*What you should do*
Which lines in the stored data contain the word "white"? Return each of them in full, treating uppercase and lowercase as different.

*Stored data*
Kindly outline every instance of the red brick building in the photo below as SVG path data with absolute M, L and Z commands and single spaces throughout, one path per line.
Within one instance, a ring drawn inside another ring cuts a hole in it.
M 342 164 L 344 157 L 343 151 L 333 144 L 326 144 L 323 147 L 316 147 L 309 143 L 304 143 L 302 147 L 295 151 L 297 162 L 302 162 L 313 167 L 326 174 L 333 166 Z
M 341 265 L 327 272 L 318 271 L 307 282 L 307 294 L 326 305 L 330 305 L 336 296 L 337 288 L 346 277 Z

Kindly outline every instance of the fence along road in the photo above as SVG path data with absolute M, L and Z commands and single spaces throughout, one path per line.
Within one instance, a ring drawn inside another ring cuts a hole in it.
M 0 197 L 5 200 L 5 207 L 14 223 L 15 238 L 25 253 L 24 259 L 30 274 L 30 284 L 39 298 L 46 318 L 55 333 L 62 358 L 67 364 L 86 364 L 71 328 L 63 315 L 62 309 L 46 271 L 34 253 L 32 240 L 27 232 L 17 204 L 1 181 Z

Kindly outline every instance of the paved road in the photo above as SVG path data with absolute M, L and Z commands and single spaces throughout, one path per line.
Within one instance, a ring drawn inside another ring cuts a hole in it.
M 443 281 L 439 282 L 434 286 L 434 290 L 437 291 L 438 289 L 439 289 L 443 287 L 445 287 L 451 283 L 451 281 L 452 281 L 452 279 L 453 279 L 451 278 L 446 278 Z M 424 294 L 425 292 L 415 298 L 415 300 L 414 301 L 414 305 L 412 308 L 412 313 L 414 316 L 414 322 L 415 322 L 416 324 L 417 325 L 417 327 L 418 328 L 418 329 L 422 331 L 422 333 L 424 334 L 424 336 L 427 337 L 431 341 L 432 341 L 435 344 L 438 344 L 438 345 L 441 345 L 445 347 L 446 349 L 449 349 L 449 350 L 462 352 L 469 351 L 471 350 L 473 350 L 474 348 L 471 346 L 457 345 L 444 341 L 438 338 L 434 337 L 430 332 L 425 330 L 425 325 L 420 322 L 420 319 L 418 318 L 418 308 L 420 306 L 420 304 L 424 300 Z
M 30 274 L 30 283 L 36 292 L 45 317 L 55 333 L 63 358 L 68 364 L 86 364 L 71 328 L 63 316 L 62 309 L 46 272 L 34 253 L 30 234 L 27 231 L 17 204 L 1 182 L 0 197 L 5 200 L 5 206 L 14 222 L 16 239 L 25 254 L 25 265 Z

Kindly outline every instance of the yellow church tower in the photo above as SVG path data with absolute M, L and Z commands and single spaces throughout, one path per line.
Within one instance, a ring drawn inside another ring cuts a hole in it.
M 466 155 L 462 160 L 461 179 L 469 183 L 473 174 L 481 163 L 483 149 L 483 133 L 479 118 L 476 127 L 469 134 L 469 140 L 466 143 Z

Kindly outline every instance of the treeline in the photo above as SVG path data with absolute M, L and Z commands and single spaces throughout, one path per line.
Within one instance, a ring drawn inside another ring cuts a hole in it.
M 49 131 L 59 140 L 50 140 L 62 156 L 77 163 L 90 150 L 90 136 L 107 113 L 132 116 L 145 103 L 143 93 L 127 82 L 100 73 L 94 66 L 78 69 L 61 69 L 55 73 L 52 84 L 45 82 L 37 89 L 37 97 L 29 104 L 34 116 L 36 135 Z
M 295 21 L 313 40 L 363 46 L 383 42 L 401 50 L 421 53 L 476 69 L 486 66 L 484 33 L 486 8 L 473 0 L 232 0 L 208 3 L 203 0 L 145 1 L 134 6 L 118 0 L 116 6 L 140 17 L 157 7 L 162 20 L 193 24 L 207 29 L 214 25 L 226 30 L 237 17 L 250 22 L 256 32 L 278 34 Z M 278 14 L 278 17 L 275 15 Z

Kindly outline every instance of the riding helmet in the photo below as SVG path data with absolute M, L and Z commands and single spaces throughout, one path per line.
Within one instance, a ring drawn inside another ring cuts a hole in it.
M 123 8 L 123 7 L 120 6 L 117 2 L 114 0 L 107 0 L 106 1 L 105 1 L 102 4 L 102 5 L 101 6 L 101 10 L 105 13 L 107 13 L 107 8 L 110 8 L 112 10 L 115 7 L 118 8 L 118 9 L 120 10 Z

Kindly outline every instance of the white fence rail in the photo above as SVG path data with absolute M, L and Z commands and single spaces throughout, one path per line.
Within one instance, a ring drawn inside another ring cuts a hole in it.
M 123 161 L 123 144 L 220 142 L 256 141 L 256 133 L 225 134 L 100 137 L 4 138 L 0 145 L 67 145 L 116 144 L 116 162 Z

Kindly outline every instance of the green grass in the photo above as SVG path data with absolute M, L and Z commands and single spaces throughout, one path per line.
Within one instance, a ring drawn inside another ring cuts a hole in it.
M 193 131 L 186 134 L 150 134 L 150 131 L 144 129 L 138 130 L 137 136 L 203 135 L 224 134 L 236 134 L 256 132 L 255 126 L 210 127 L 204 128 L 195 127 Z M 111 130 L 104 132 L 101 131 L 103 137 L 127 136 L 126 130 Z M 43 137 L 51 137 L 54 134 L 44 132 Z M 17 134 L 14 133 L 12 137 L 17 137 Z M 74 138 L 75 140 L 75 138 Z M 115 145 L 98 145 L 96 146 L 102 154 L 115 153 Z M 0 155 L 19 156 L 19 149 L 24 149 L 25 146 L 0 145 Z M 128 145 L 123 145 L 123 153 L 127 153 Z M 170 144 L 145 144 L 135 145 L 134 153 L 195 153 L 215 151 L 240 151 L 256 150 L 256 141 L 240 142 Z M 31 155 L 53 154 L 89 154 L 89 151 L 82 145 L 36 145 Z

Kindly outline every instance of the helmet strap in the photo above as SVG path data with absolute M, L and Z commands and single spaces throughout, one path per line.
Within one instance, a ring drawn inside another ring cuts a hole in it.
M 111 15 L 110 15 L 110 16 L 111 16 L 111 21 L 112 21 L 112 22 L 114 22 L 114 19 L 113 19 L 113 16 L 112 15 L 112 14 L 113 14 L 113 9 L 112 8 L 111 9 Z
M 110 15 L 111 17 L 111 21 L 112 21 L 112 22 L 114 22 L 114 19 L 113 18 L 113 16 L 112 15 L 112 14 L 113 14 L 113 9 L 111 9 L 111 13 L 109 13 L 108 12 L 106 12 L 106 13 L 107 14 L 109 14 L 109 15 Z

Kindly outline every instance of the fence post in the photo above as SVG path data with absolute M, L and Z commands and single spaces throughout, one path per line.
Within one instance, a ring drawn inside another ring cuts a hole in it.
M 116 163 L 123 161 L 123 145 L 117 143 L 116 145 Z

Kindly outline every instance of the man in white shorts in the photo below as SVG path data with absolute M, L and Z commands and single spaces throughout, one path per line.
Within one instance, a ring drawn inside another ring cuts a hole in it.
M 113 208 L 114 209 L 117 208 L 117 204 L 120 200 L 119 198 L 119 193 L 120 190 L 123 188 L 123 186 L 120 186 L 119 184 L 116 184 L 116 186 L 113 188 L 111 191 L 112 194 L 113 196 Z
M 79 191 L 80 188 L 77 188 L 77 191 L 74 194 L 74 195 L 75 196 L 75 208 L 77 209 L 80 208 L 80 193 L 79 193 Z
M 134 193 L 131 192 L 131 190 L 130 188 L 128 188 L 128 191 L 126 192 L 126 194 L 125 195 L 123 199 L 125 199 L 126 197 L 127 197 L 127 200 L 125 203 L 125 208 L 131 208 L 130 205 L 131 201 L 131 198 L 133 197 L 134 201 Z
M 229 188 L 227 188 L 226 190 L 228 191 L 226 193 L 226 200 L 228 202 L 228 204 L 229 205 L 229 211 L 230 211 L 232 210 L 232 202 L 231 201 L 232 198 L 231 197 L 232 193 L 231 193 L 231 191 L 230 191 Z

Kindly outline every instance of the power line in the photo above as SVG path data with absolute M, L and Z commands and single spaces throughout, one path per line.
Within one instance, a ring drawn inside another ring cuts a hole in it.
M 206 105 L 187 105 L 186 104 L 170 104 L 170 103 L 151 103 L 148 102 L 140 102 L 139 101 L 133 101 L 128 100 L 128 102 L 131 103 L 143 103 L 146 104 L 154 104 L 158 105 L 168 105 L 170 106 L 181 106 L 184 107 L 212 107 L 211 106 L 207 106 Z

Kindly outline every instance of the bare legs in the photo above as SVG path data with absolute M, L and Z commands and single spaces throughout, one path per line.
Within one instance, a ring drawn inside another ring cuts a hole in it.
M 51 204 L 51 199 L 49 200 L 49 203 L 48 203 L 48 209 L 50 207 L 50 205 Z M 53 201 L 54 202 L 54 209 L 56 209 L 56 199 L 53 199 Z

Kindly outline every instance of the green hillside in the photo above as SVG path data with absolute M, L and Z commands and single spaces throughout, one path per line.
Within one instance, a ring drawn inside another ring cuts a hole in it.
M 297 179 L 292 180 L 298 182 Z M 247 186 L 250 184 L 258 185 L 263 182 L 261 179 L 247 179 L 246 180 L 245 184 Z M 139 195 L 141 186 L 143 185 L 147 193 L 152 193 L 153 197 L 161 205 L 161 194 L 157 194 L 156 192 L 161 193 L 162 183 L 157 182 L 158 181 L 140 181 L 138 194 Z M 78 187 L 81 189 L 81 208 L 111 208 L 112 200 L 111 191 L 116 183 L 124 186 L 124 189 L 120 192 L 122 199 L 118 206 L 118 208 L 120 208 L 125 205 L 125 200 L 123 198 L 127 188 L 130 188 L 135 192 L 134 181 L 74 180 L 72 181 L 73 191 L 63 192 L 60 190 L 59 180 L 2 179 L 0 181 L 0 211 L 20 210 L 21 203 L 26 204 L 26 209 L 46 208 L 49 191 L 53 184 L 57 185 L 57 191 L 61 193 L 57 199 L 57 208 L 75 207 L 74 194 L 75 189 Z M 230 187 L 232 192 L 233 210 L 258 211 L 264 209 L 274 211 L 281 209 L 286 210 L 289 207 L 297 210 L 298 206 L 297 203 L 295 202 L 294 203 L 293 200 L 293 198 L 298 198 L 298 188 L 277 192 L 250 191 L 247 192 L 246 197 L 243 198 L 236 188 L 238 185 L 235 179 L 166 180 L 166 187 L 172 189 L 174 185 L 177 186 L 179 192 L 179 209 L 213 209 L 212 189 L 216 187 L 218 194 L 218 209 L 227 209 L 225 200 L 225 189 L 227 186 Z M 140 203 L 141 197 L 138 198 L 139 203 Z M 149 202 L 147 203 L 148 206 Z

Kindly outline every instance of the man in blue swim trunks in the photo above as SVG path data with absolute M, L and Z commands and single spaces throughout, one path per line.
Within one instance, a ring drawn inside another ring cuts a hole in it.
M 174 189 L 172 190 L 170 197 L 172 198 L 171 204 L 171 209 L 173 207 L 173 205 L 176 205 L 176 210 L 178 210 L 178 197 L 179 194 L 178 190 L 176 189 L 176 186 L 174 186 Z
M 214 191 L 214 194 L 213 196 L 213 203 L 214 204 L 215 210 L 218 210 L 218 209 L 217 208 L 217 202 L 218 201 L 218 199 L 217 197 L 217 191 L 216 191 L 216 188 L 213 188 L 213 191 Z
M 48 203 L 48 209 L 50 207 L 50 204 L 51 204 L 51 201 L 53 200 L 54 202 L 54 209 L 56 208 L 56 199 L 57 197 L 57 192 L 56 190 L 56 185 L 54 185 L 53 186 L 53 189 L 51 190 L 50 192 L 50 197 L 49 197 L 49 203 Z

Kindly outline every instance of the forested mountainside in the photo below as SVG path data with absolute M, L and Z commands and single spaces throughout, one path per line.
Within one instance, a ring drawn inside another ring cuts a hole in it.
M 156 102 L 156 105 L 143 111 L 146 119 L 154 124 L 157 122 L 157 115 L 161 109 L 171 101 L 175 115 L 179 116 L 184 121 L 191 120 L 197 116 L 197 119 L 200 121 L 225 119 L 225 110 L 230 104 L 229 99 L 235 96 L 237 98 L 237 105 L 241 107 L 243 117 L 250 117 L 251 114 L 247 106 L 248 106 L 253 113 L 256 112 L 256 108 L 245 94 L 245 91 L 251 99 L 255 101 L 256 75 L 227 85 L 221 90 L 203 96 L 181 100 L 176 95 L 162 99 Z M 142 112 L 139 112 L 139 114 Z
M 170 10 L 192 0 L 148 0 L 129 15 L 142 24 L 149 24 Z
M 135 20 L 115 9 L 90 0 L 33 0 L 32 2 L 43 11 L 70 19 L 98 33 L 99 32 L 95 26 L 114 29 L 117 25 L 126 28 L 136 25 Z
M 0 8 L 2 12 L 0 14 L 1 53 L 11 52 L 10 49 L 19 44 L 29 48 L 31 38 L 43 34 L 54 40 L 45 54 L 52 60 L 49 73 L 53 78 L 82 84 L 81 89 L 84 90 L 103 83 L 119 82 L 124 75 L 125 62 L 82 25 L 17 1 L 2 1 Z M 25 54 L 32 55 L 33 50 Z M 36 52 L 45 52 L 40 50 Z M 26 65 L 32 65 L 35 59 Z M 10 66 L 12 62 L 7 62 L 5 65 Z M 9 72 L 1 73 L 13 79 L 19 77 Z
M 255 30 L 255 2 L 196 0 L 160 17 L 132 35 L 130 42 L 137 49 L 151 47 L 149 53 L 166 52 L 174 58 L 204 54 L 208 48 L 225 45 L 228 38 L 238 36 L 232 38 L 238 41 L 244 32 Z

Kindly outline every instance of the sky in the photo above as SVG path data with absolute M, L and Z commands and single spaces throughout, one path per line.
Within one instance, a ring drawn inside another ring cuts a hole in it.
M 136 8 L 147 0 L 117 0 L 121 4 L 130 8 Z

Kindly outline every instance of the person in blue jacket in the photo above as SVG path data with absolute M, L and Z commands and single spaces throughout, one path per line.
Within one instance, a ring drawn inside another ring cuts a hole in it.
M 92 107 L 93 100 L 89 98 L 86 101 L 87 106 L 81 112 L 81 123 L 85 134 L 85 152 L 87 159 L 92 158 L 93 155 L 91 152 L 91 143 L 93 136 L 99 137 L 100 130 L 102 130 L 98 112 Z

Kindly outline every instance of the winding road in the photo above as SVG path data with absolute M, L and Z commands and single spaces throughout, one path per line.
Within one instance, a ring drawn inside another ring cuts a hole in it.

*Written response*
Kindly outline every instance of the white fence rail in the photo above as SVG path data with absolute M, L and Z commands and single spaces throughout, one path per line.
Kindly outline every instance of the man in white shorts in the photo below as SVG path data with absolute M, L and Z commands and single spaces throughout, one path per line.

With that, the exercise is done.